- **SELECTED TEXT**:
☆ ☆ ☆ ☆ ☆ ☆ ☆

Mathematical modelling of the coronavirus disease

Vitaly Volpert

(CNRS, University Lyon, France)

"Introduction to the pathophysiology of the coronavirus disease"

A short overview of the current knowledge on the disease progression and its possible complications will be presented.

Anass Bouchnita

(Department of Integrative Biology, University of Texas at Austin, USA)

"Multiscale modelling of SARS-CoV-2 infection to study the role of innate and adaptive immune responses in healthy and immunocompromised individuals"

Severe acute respiratory syndrome coronavirus 2 (SARS-CoV-2) infection causes mild to severe outcomes depending on the balance of host immune response. The interaction between SARS-CoV-2 and the immune response is complex because it involves processes that span across several scales of biological hierarchy such as cells, tissues, organs, and the host. In this talk, we present a multiscale model that describes the interaction between SARS-CoV-2 and the immune response. In this model, dendritic cells are considered as individual objects that move within a section of the epithelial tissue and can be used by the virus to replicate and spread. They also secrete type I IFN which downregulates the production of the virus. At the same time, the model simulates the production of antigen-specific by lymph nodes as well as their interaction with infected cells and virions in the infection site. After model validation, we show that a moderately weak type I IFN could elicit a solid adaptive response that accelerates the virus's clearance. Numerical simulations suggest that the deficiency of naïve lymphocytes in immunocompromised individuals increases the persistence of the virus and exacerbates the disease's outcome.

Bogdan Kazmierczak

(Institute of Fundamental Technological Research, Polish Academy of Sciences, Poland)

"Infection spreading in cell culture as a reaction-diffusion wave"

We formulate a reaction-diffusion system of equations modeling the progression of viral infection, e.g. of SARS-Cov viruses. Analytical and numerical results obtained in the framework of the model are in agreement with the 'in vitro' experimental findings.

Alexey Tokarev

(S.M. Nikolskii Mathematical Institute, Рeoples’ Friendship University of Russia (RUDN University), Russia)

"Nonlinear dynamics in the homogeneous model of immune responses to SARS-CoV-2 virus"

☆ ☆ ☆ ☆ ☆ ☆ ☆

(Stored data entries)
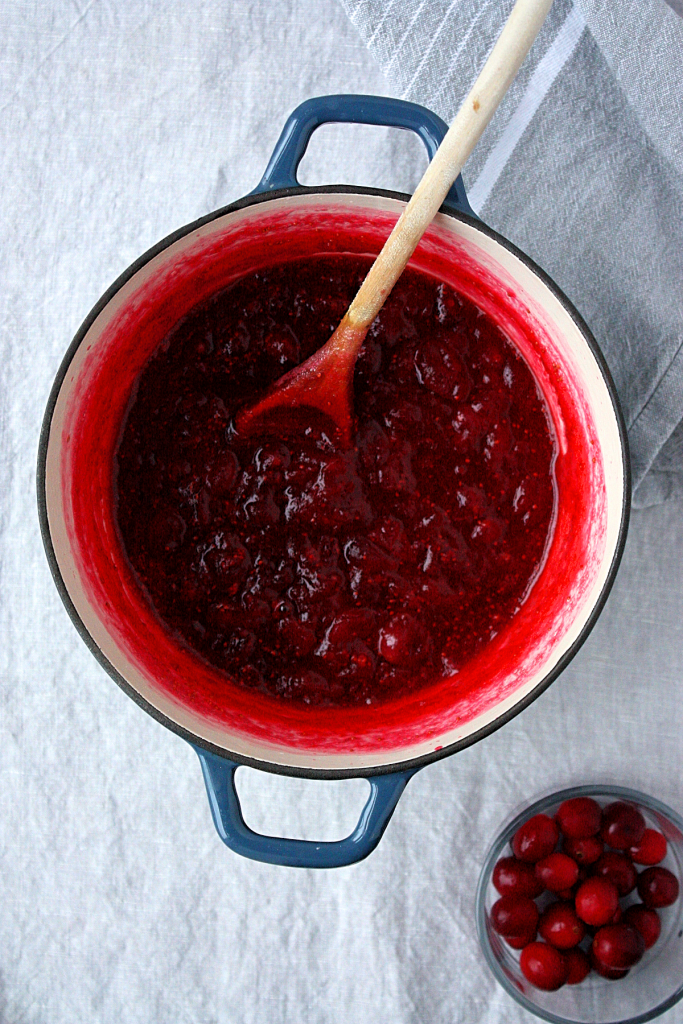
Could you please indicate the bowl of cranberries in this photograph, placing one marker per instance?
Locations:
(580, 911)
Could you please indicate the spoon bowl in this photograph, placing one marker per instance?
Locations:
(325, 381)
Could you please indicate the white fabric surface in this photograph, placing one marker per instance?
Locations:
(120, 122)
(582, 166)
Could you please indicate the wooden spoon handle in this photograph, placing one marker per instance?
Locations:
(514, 43)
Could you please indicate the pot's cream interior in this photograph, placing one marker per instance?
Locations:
(86, 423)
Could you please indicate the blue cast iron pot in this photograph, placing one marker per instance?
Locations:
(105, 337)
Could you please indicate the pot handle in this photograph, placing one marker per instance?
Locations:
(302, 122)
(224, 802)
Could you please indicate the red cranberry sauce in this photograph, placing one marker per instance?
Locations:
(321, 574)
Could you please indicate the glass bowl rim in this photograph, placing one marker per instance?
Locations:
(502, 839)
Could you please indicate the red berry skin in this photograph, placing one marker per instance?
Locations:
(560, 926)
(544, 966)
(536, 839)
(650, 850)
(579, 817)
(617, 946)
(519, 941)
(580, 966)
(514, 915)
(596, 901)
(645, 921)
(623, 825)
(514, 878)
(617, 868)
(657, 887)
(557, 871)
(612, 973)
(585, 851)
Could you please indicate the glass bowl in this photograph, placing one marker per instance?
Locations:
(650, 987)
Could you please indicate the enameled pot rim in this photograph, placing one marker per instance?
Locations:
(299, 771)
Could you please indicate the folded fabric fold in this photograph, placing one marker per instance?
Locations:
(583, 168)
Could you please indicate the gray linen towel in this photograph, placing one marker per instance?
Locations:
(582, 167)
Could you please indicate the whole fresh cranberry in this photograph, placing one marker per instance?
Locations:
(623, 825)
(596, 901)
(514, 878)
(657, 887)
(617, 946)
(579, 817)
(521, 940)
(514, 915)
(403, 641)
(560, 926)
(536, 839)
(557, 871)
(617, 868)
(579, 966)
(544, 966)
(612, 973)
(585, 851)
(645, 921)
(650, 850)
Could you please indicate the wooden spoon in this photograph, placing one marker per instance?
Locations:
(325, 381)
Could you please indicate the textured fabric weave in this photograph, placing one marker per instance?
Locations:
(583, 168)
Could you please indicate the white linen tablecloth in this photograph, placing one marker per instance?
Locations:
(121, 122)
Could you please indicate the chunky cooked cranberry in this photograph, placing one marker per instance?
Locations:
(403, 641)
(557, 871)
(544, 967)
(657, 887)
(596, 901)
(619, 946)
(650, 850)
(514, 915)
(536, 839)
(585, 851)
(579, 966)
(623, 825)
(579, 817)
(515, 878)
(288, 560)
(617, 868)
(560, 926)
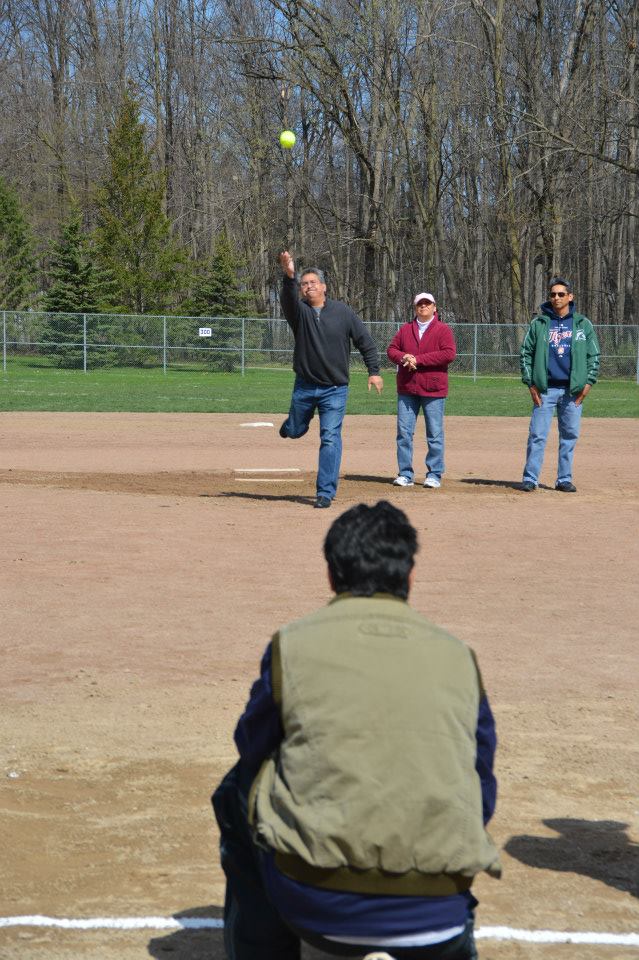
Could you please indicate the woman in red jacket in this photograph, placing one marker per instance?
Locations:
(422, 350)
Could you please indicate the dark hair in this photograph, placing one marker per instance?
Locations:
(562, 282)
(318, 273)
(371, 550)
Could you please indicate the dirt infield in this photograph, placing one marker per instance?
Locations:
(143, 571)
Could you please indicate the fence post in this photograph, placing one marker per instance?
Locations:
(475, 354)
(164, 345)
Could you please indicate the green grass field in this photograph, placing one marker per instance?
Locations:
(32, 385)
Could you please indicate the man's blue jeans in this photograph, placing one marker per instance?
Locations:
(568, 422)
(330, 402)
(253, 929)
(408, 407)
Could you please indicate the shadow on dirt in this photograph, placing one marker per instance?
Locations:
(191, 943)
(508, 484)
(290, 498)
(599, 849)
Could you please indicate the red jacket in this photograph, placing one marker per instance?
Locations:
(434, 352)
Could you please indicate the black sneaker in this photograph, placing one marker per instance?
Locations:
(566, 487)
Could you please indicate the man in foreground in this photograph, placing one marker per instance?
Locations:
(355, 817)
(323, 331)
(559, 362)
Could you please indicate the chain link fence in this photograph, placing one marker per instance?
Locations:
(90, 341)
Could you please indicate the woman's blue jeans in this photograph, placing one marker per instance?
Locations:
(568, 422)
(408, 407)
(330, 402)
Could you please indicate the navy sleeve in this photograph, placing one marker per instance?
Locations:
(486, 745)
(259, 730)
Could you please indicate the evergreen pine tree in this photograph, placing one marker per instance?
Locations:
(75, 283)
(133, 234)
(18, 268)
(217, 291)
(77, 287)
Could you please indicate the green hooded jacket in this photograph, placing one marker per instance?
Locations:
(584, 354)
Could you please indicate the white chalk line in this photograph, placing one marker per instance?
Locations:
(209, 923)
(268, 480)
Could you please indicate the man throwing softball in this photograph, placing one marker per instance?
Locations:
(323, 331)
(355, 816)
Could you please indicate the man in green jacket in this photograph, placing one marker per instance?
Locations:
(559, 363)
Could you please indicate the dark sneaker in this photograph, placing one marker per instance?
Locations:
(566, 487)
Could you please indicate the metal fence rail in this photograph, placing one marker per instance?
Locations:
(90, 341)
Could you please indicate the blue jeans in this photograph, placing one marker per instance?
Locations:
(330, 402)
(253, 928)
(568, 422)
(408, 407)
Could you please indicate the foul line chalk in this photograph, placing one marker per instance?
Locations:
(268, 480)
(208, 923)
(116, 923)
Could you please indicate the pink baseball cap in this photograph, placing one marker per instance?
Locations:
(423, 296)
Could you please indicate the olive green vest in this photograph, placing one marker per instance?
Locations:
(374, 787)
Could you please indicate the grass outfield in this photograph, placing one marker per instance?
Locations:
(31, 386)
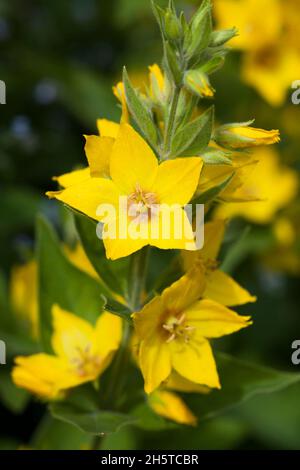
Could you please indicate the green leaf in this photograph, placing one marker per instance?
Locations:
(14, 398)
(147, 420)
(52, 434)
(275, 419)
(194, 137)
(172, 63)
(200, 30)
(240, 381)
(216, 157)
(90, 420)
(62, 283)
(113, 273)
(139, 112)
(212, 193)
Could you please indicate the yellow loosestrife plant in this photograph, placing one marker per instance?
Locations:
(146, 308)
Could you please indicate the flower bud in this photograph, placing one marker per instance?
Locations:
(241, 135)
(198, 83)
(219, 38)
(173, 29)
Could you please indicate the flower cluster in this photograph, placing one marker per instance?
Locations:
(269, 31)
(167, 152)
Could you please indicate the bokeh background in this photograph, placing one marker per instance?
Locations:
(59, 60)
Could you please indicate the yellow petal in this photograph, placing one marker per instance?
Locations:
(119, 92)
(177, 180)
(171, 406)
(213, 237)
(116, 247)
(276, 184)
(212, 320)
(132, 161)
(258, 136)
(221, 288)
(74, 177)
(108, 128)
(71, 334)
(98, 151)
(258, 21)
(195, 362)
(157, 75)
(88, 195)
(41, 374)
(154, 358)
(184, 292)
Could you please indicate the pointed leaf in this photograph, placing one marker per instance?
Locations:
(194, 137)
(62, 283)
(240, 381)
(113, 274)
(139, 112)
(90, 420)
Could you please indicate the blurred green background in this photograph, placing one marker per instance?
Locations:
(59, 60)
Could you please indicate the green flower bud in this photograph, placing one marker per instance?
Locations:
(243, 136)
(218, 38)
(198, 83)
(173, 29)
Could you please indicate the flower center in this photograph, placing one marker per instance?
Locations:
(141, 204)
(177, 328)
(210, 265)
(86, 363)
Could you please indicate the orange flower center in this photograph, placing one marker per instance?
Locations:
(86, 363)
(177, 328)
(141, 204)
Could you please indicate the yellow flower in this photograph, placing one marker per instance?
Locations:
(119, 92)
(23, 285)
(137, 176)
(169, 405)
(159, 85)
(219, 287)
(268, 32)
(82, 353)
(214, 175)
(174, 329)
(275, 184)
(259, 22)
(239, 136)
(23, 294)
(98, 151)
(271, 71)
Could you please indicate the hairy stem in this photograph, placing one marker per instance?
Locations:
(171, 120)
(138, 271)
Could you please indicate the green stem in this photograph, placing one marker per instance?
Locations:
(96, 443)
(171, 121)
(138, 277)
(137, 283)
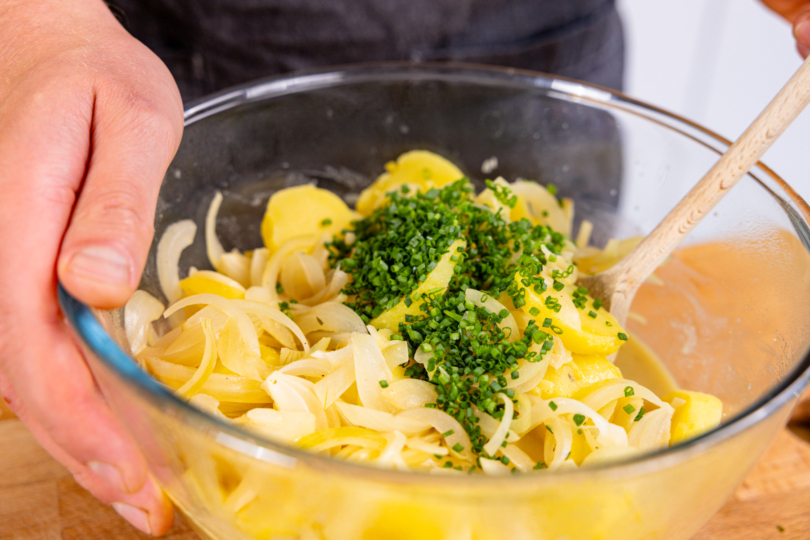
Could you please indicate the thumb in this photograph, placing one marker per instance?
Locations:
(801, 30)
(105, 247)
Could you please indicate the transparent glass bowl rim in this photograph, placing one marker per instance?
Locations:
(83, 321)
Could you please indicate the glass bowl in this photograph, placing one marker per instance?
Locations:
(726, 313)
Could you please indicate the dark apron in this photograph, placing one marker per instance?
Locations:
(212, 44)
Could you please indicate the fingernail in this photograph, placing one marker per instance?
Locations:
(109, 474)
(135, 516)
(802, 32)
(100, 262)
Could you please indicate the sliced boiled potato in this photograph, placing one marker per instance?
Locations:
(695, 413)
(419, 169)
(488, 198)
(303, 211)
(438, 278)
(600, 260)
(575, 379)
(208, 281)
(536, 204)
(579, 332)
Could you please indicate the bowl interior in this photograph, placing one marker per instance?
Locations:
(726, 315)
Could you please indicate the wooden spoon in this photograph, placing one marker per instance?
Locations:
(617, 286)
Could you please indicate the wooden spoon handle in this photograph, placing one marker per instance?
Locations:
(733, 165)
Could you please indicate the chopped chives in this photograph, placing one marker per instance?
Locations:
(629, 409)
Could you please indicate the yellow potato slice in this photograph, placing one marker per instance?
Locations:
(695, 414)
(303, 211)
(419, 169)
(539, 206)
(439, 278)
(577, 378)
(207, 281)
(579, 332)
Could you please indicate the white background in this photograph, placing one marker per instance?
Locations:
(719, 63)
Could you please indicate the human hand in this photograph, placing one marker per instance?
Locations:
(797, 13)
(89, 121)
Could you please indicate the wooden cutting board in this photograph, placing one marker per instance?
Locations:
(40, 500)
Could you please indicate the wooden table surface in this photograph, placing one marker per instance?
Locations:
(40, 500)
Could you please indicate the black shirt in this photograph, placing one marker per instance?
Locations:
(212, 44)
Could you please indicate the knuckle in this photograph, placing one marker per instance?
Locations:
(145, 117)
(119, 208)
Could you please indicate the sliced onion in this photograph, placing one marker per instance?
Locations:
(308, 367)
(261, 295)
(391, 456)
(410, 394)
(558, 356)
(294, 394)
(208, 404)
(212, 245)
(418, 443)
(141, 310)
(257, 264)
(558, 442)
(284, 426)
(233, 308)
(443, 423)
(263, 310)
(330, 317)
(518, 458)
(209, 359)
(615, 390)
(178, 236)
(236, 266)
(652, 431)
(609, 454)
(494, 467)
(500, 434)
(336, 358)
(337, 280)
(331, 387)
(379, 420)
(301, 276)
(232, 354)
(370, 368)
(508, 324)
(608, 433)
(271, 271)
(225, 388)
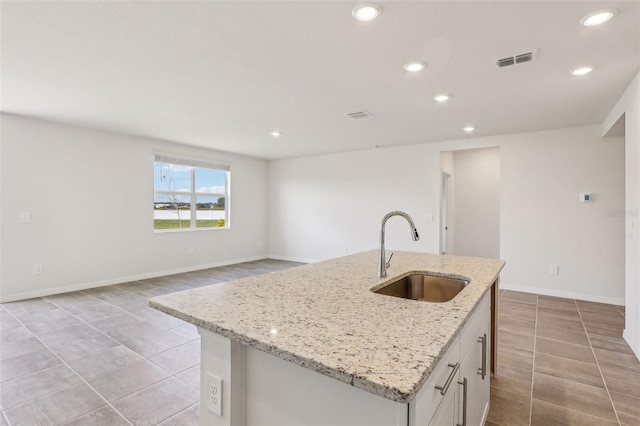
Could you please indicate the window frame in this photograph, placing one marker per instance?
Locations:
(192, 194)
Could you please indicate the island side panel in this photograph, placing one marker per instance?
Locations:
(282, 393)
(225, 359)
(495, 317)
(262, 389)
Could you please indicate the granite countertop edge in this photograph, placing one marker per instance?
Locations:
(375, 386)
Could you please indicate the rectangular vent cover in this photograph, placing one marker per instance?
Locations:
(516, 59)
(357, 115)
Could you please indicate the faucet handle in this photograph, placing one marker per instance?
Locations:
(388, 263)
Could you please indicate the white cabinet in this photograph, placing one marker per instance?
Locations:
(457, 392)
(474, 377)
(262, 389)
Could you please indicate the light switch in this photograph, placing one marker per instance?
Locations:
(586, 197)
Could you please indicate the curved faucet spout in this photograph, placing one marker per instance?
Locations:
(383, 264)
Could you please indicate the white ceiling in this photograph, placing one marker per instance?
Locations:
(222, 75)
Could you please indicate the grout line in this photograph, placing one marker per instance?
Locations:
(615, 411)
(179, 412)
(533, 364)
(3, 414)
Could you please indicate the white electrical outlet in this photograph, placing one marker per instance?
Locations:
(38, 269)
(214, 394)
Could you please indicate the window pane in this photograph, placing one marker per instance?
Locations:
(210, 212)
(210, 181)
(170, 177)
(171, 211)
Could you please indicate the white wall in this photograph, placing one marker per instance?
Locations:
(477, 202)
(322, 206)
(90, 195)
(629, 105)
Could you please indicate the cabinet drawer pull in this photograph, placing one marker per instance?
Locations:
(443, 389)
(464, 402)
(483, 370)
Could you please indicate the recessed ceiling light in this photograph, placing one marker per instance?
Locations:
(598, 18)
(583, 70)
(441, 98)
(366, 12)
(414, 66)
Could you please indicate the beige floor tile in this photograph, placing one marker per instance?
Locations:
(127, 380)
(603, 329)
(509, 408)
(190, 416)
(564, 349)
(105, 416)
(581, 372)
(585, 306)
(562, 334)
(617, 360)
(567, 312)
(158, 402)
(546, 414)
(516, 340)
(621, 381)
(610, 343)
(513, 357)
(603, 318)
(545, 320)
(551, 300)
(517, 326)
(520, 297)
(513, 380)
(573, 395)
(57, 408)
(628, 408)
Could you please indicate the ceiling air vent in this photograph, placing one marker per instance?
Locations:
(516, 59)
(357, 115)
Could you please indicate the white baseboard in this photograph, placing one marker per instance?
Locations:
(565, 294)
(292, 259)
(121, 280)
(633, 345)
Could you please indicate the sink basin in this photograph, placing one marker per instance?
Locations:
(424, 287)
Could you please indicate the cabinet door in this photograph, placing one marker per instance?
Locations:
(446, 414)
(483, 384)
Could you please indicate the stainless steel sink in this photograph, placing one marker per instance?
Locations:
(425, 287)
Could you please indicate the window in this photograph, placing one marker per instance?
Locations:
(189, 194)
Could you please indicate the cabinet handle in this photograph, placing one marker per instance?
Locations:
(464, 402)
(444, 388)
(483, 370)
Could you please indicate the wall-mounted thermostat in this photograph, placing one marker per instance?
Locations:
(586, 197)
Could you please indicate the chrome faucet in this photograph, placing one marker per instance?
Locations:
(383, 263)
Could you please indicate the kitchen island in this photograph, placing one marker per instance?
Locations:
(315, 345)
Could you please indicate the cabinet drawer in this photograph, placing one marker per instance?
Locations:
(429, 398)
(470, 332)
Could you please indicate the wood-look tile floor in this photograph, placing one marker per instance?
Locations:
(103, 357)
(563, 362)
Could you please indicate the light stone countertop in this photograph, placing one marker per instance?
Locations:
(328, 319)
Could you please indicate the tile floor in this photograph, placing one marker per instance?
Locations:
(563, 362)
(103, 357)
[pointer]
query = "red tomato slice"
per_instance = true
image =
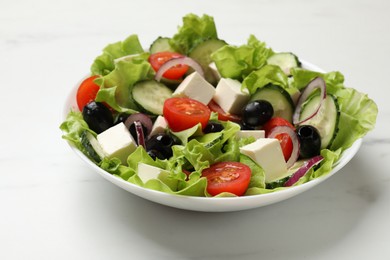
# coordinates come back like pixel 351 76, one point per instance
pixel 159 58
pixel 184 113
pixel 222 115
pixel 284 139
pixel 230 177
pixel 86 92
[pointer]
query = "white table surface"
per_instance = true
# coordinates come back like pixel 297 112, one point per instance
pixel 52 206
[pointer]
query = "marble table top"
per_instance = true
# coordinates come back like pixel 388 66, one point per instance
pixel 52 206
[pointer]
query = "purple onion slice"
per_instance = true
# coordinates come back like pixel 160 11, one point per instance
pixel 307 165
pixel 140 133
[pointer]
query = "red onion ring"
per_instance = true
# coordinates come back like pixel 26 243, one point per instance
pixel 178 61
pixel 287 130
pixel 315 83
pixel 307 165
pixel 140 133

☆ ☆ ☆ ☆ ☆ ☆ ☆

- **TASKS TO PERFORM**:
1. In the coronavirus modelling text, what do the dendritic cells in Anass Bouchnita's model secrete?
2. Reproduce word for word the part of the coronavirus modelling text that opens with the words containing "Mathematical modelling of" and closes with "at Austin, USA)".
Nothing in the listing is needed for the work here.

- **ACTIVITY ANSWERS**:
1. Type I IFN

2.
Mathematical modelling of the coronavirus disease

Vitaly Volpert

(CNRS, University Lyon, France)

"Introduction to the pathophysiology of the coronavirus disease"

A short overview of the current knowledge on the disease progression and its possible complications will be presented.

Anass Bouchnita

(Department of Integrative Biology, University of Texas at Austin, USA)